* WHAT YOU SHOULD DO:
Output only the span of lines that begins at the line containing "Give the innermost point of each instance of the framed" and ends at the last line of the data, both included, exactly as they appear.

++++ DATA IN THIS EXERCISE ++++

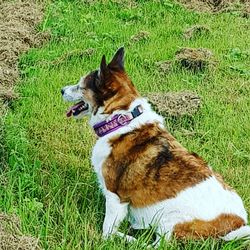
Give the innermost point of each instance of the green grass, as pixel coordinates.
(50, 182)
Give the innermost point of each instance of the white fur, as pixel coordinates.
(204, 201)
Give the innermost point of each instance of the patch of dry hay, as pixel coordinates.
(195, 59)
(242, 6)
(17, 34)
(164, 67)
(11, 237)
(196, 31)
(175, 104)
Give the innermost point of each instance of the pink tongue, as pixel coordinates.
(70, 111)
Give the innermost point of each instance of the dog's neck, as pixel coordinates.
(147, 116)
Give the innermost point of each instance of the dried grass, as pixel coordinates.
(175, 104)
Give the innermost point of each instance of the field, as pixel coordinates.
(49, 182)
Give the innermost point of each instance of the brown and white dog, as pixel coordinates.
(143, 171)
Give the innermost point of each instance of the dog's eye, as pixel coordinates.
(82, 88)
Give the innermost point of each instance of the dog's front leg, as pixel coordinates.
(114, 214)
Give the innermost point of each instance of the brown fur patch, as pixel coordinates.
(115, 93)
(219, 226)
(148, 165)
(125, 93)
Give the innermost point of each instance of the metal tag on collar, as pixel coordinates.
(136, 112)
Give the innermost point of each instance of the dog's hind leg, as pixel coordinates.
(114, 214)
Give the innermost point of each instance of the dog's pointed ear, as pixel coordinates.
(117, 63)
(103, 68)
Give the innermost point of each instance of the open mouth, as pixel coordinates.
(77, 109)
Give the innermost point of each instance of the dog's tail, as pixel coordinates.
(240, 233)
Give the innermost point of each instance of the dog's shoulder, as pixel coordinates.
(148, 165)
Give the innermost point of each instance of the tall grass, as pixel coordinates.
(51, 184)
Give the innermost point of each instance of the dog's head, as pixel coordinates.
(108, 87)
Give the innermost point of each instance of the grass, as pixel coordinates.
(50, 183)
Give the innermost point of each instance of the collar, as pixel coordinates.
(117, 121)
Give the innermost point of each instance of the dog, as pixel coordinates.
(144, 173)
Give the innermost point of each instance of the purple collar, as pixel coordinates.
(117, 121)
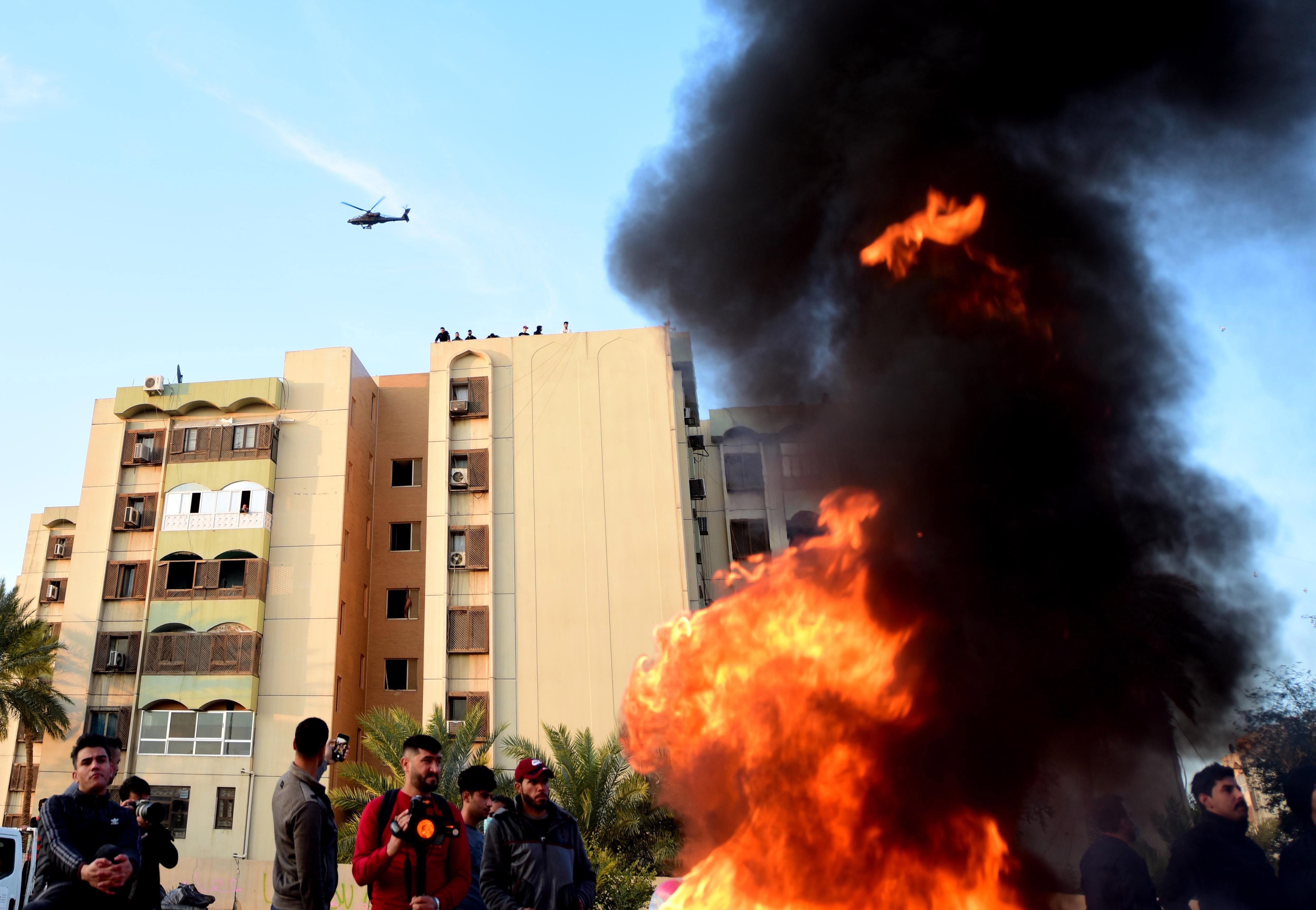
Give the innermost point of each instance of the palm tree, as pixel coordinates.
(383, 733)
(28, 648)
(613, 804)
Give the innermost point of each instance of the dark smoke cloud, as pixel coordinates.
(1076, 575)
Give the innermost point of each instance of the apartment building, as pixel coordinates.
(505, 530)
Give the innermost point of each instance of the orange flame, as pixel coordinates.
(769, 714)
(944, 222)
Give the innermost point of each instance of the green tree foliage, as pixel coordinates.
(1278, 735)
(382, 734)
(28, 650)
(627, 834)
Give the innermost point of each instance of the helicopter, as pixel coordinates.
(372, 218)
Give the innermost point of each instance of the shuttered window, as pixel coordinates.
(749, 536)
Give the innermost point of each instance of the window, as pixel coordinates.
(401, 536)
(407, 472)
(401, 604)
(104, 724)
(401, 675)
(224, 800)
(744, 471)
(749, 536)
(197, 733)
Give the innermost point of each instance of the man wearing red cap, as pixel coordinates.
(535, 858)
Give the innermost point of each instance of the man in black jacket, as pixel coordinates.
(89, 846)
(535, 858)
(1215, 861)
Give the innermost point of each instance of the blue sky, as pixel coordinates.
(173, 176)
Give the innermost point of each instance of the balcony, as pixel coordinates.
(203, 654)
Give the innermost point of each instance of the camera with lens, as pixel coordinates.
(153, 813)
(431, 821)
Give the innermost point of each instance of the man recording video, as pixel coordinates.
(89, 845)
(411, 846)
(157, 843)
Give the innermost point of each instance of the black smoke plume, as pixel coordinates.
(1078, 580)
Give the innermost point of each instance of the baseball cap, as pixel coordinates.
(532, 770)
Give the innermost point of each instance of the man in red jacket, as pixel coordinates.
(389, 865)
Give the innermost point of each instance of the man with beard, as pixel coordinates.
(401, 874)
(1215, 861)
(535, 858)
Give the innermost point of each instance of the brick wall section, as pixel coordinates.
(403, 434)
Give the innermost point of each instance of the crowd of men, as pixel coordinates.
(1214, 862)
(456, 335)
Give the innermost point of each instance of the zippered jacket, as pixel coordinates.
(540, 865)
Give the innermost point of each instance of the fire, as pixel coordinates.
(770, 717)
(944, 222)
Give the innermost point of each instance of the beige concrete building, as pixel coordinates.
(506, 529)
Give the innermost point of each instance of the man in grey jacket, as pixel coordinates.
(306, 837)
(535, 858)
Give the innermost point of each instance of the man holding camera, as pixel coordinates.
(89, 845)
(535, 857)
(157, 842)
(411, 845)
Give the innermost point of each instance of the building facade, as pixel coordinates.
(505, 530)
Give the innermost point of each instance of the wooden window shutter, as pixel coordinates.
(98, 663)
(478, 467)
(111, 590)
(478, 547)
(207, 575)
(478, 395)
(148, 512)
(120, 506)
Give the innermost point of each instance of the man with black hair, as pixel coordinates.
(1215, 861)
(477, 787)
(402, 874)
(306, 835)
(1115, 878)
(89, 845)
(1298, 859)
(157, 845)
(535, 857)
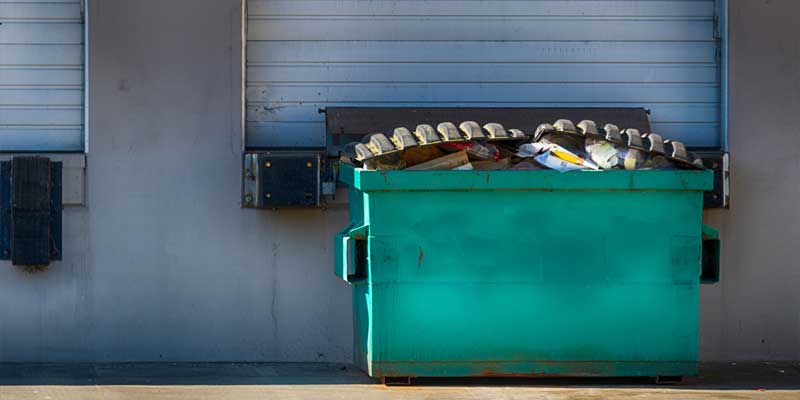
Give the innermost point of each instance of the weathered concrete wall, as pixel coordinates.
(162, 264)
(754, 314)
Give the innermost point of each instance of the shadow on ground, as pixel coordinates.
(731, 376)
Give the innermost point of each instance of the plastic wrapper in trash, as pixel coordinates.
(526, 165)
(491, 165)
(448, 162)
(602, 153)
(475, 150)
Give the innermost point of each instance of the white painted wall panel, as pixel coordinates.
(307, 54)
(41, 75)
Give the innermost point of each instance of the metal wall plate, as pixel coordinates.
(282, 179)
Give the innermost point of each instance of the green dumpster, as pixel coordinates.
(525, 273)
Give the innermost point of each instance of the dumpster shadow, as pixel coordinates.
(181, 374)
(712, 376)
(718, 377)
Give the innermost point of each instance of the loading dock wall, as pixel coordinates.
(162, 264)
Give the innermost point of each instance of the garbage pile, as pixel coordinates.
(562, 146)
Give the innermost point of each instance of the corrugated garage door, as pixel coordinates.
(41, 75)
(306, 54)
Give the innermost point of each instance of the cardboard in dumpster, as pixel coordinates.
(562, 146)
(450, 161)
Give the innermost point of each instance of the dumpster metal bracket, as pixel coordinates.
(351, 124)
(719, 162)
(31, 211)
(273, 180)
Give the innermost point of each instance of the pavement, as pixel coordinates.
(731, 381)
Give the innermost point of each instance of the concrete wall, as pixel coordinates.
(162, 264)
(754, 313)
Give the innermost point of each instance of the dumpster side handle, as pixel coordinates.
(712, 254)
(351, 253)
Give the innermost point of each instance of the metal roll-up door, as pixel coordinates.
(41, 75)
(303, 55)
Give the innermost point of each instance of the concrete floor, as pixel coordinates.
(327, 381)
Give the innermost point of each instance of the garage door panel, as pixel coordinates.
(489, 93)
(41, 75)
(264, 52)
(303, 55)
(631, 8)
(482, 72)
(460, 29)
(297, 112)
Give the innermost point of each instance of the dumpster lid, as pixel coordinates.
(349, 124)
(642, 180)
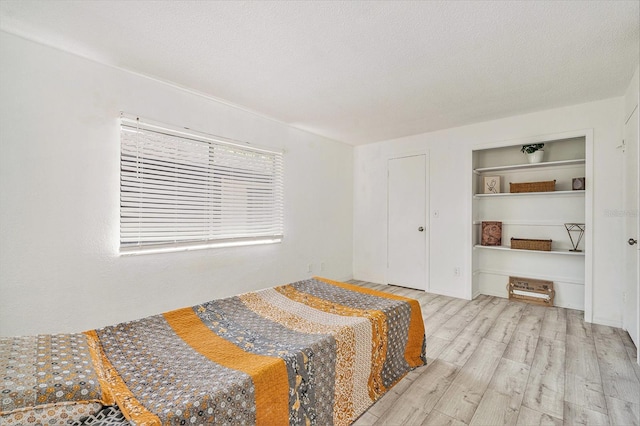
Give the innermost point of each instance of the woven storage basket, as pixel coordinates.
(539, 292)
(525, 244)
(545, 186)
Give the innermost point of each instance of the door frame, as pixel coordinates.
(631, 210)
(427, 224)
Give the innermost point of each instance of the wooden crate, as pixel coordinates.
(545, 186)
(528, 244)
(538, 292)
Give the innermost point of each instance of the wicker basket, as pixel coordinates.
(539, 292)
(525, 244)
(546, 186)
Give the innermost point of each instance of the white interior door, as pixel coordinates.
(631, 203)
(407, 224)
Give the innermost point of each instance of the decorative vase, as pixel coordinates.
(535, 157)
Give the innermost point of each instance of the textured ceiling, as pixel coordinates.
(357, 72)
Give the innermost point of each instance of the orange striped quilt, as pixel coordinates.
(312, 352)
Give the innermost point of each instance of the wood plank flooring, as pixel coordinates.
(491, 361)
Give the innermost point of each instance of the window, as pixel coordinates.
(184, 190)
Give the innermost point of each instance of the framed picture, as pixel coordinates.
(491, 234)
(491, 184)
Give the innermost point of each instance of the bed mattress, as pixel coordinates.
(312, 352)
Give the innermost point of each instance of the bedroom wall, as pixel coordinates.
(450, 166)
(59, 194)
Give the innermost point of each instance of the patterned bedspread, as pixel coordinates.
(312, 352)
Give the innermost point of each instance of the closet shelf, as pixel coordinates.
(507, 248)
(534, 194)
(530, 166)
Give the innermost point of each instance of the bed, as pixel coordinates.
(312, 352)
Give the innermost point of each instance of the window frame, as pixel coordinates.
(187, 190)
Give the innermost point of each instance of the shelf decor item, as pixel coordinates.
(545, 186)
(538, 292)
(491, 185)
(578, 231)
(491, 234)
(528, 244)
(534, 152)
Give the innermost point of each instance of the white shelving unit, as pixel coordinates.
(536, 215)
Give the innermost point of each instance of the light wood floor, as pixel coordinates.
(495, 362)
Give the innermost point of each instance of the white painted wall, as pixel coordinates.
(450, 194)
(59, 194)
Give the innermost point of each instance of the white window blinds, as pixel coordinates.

++++

* COMPLETE ANSWER:
Give the innermost point of each instance of the framed picture, as pixel coordinates.
(491, 234)
(491, 184)
Give the innermost point of each instance of the bed mattress, as pixel coordinates.
(312, 352)
Give the innermost point of each instance of the bedroom wall, as pixel coordinates.
(450, 166)
(59, 194)
Give the innermost point of each instance of the patterned bedspread, as pixel coordinates.
(312, 352)
Give the innermost point of each instance of the closet shelf, as pixel coordinates.
(507, 248)
(534, 194)
(530, 166)
Give the innermost point of each instance of the bed, as pixel coordinates.
(312, 352)
Give the innermost point of each instance of the window frame, as pixel coordinates.
(187, 190)
Give the innermost point of each instance of the shelf decor item, as pixel coordinates.
(545, 186)
(538, 292)
(491, 185)
(578, 231)
(491, 234)
(528, 244)
(534, 152)
Give the innermost point of each instance of the white shelving unit, as pixel coordinates.
(536, 215)
Give the innermost point of each instance of the light wood floor, as pixel coordinates.
(495, 362)
Give the innermost point of each instance of the white painted wall, as pixel coordinates.
(450, 194)
(59, 194)
Give the innermost point of each instance of the white window blinds, as pixel coordinates.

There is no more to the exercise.